__WORK TO DO__
In the bond-risk quiz discussion, which countries and years does danrow give as the best example of governments adjusting fiscal policy to meet foreign obligations?

__TEXT SHOWN__
=======
Which statement is true?

I. A foreign government can always raise taxes and control its domestic financial system to meet its foreign currency debt obligations.
II. A government bond denominated in US$ and issued by the Japanese central government is virtually risk-free for a U.S. investor.

User Contributed Comments 9

User Comment
parent The Japanese government may default on the issue.
o123 II. default risk + Xchange rate Risk
danrow Sometimes governments set fiscal policies to meet their foreign obligations. For instance, they might rise taxes, or improve collection of taxes in order to prepay debt and reduce the amount paid in interests to world organizations (such as the world bank). Best example Uruguay, Brazil and Argentina in 2006-7
CFALucille I see why, its because the Japanese can't print US dollars
hoyleng why is I incorrect??? pls explain. thanks
dipu617 It the foreign govt in "I" refers to US govt then its true. ;-)
=======
__LISTED RECORDS__
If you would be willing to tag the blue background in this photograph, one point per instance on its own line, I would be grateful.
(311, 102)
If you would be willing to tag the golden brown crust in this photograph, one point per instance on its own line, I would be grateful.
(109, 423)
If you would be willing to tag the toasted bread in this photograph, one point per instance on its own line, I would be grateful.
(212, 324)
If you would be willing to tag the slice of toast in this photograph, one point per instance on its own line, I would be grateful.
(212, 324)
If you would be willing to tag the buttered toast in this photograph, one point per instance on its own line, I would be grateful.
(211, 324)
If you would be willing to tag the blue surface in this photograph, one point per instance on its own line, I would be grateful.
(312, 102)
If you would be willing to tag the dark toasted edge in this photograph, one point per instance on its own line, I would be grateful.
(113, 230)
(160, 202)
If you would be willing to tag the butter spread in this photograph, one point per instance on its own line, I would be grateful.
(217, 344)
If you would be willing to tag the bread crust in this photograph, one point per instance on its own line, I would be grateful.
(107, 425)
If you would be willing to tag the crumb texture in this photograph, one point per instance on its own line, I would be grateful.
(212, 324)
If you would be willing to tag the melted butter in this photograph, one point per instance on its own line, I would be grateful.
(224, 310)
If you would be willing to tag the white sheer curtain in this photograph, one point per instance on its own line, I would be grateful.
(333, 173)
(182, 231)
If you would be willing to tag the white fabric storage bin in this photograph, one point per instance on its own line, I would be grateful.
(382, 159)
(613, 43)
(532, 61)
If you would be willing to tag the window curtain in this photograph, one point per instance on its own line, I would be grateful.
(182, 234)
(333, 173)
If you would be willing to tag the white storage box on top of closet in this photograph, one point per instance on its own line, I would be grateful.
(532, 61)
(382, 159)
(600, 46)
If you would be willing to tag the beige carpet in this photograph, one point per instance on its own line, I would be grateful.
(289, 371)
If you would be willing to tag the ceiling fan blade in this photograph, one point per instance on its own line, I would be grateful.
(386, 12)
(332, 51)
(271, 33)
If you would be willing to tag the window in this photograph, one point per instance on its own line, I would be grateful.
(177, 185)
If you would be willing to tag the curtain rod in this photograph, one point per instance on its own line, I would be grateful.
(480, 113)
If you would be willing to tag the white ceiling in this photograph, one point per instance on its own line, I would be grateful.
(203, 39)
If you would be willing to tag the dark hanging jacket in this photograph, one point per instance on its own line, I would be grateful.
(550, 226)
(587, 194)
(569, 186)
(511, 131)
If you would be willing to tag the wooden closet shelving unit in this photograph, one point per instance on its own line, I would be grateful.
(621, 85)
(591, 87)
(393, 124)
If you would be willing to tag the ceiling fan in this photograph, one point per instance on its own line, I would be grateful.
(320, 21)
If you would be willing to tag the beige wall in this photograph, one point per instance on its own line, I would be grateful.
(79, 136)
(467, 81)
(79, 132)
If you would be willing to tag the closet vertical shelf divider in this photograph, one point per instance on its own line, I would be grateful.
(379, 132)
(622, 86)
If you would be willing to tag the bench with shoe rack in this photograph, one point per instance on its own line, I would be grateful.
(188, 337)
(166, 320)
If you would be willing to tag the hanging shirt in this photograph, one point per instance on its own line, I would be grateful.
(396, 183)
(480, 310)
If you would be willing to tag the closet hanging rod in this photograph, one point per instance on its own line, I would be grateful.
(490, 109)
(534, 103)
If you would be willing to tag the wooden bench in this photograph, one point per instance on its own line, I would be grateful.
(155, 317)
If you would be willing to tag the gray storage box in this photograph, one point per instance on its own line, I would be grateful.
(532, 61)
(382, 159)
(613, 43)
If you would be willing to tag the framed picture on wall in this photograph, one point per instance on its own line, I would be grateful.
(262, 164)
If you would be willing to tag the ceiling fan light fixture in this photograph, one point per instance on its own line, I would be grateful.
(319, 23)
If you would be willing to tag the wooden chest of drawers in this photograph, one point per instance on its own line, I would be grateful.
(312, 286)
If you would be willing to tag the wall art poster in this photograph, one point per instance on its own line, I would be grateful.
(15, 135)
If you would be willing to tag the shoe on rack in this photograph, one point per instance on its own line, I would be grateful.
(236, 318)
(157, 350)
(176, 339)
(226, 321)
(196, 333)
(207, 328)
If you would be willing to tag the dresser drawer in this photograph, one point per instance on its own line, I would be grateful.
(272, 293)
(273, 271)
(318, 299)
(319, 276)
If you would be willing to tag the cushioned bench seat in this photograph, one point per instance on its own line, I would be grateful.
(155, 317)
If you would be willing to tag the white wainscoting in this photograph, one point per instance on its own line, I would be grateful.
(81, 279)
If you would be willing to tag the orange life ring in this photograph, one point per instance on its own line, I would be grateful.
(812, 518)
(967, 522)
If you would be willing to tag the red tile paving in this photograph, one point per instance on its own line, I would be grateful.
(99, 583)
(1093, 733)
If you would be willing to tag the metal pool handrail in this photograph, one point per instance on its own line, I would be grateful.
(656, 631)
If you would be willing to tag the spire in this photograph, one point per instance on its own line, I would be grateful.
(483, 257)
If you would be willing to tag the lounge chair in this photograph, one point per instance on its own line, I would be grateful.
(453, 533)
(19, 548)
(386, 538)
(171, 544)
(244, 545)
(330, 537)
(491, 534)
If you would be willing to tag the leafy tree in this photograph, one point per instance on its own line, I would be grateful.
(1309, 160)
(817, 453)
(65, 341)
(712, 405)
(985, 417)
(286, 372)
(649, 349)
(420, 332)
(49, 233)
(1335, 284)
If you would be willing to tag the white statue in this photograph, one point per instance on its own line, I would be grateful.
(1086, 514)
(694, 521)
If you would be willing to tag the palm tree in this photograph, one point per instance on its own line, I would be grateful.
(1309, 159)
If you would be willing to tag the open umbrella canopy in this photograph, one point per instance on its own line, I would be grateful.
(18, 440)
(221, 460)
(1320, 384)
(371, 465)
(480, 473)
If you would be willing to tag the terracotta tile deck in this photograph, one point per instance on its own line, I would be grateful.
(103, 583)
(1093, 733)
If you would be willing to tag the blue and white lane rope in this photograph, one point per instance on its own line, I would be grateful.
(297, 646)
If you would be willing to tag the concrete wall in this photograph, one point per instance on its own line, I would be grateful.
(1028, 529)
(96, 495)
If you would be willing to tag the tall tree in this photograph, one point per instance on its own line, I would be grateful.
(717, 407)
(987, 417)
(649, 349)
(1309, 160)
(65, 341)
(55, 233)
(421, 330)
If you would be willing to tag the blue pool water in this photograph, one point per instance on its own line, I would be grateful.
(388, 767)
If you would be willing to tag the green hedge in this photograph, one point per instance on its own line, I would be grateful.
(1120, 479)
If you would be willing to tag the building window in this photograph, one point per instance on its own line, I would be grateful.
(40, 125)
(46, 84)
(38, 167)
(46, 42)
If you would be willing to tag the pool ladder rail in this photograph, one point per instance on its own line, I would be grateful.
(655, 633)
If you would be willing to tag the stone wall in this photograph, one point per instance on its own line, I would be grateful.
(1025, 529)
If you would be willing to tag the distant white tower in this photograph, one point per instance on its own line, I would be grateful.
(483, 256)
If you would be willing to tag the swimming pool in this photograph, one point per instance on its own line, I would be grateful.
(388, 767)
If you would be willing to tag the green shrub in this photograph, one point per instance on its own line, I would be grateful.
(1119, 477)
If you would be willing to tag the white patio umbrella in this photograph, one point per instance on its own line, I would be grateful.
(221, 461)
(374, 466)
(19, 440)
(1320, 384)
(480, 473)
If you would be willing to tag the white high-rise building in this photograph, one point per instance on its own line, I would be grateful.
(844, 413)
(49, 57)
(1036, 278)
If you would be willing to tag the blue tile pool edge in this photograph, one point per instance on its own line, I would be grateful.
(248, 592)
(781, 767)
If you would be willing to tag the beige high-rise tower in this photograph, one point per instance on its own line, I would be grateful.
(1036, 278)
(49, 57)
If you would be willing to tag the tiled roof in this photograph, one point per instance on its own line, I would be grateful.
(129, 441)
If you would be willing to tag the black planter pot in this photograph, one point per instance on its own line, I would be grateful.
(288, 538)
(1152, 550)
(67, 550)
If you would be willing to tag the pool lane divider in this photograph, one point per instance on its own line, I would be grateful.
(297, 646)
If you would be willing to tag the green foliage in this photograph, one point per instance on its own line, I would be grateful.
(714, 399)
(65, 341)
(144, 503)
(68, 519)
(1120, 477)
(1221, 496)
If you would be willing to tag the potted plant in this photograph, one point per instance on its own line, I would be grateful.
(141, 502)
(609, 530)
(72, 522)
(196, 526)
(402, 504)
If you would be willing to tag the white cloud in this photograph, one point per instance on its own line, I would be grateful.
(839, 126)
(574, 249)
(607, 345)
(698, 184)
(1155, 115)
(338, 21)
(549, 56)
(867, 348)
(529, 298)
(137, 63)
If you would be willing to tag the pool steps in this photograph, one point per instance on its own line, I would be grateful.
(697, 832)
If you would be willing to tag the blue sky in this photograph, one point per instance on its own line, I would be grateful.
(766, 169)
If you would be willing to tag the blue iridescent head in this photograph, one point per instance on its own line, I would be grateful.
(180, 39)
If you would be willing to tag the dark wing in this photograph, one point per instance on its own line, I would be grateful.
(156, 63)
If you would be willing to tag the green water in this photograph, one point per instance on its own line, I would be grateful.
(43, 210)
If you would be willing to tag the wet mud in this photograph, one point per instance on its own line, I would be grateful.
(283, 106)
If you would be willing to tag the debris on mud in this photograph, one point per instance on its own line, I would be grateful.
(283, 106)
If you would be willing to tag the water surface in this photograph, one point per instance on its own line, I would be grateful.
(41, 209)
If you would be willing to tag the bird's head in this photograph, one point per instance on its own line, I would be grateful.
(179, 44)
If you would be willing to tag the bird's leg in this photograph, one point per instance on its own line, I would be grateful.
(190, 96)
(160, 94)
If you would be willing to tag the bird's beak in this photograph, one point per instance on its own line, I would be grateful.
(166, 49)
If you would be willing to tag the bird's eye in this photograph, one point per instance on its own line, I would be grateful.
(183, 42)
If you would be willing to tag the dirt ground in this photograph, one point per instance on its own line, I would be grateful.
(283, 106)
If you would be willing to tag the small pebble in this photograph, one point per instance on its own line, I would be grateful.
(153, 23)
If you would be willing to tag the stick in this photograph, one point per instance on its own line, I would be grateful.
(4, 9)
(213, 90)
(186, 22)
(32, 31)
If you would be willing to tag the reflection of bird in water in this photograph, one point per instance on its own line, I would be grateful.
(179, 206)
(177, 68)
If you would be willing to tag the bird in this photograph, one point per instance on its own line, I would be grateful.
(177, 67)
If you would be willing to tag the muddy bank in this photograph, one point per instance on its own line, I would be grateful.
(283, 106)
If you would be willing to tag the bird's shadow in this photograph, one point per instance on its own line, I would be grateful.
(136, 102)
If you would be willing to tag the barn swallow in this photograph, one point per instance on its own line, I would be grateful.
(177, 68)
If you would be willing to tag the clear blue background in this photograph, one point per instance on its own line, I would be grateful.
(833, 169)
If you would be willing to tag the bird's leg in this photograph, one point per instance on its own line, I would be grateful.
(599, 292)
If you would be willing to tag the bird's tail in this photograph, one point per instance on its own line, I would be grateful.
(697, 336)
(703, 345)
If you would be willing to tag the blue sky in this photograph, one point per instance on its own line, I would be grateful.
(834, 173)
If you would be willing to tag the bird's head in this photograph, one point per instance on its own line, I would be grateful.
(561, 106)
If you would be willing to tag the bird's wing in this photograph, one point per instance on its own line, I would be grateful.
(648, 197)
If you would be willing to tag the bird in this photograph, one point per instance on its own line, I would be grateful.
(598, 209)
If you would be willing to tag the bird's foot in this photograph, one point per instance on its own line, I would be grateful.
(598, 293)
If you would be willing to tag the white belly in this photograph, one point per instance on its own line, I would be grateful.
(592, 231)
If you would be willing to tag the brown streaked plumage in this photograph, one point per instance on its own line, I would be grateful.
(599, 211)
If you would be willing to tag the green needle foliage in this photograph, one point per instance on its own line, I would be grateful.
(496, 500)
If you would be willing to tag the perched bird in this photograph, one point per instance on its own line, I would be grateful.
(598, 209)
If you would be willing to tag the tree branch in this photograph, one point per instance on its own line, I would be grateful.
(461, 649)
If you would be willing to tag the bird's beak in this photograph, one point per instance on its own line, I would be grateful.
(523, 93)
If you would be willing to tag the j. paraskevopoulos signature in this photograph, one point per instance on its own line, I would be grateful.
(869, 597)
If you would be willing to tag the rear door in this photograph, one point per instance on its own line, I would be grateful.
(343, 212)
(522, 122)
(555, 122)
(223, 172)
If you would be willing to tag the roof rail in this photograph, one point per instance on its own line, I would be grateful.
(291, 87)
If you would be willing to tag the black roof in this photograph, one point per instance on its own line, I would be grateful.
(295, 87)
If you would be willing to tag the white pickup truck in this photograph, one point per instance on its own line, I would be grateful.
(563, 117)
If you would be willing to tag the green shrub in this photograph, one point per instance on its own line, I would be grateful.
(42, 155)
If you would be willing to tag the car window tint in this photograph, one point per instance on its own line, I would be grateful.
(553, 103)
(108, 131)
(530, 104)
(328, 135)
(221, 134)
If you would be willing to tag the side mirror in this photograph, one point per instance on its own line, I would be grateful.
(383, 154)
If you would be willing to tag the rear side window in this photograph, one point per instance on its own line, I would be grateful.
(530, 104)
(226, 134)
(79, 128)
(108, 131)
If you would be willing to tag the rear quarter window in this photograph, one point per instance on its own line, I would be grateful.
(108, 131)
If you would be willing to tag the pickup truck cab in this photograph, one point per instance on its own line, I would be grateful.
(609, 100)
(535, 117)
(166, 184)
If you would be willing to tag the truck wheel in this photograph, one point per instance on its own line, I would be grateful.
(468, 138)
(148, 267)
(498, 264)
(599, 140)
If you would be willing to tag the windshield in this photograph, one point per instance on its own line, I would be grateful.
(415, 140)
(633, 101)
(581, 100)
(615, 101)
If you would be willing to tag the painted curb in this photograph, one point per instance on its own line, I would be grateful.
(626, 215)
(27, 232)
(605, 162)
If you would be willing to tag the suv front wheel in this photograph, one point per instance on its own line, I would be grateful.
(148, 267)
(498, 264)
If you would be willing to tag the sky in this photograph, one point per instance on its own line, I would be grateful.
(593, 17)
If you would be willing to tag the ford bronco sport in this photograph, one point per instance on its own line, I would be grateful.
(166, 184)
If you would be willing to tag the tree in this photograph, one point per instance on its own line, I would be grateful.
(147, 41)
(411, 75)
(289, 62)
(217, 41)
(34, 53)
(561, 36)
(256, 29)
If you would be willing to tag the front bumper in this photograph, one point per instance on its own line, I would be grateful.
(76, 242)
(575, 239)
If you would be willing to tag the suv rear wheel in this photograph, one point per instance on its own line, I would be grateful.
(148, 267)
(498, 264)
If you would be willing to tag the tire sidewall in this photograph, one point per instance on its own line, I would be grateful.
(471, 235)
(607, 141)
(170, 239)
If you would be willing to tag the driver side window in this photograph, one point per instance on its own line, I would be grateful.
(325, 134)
=======
__FULL SOLUTION__
Uruguay, Brazil and Argentina in 2006-7.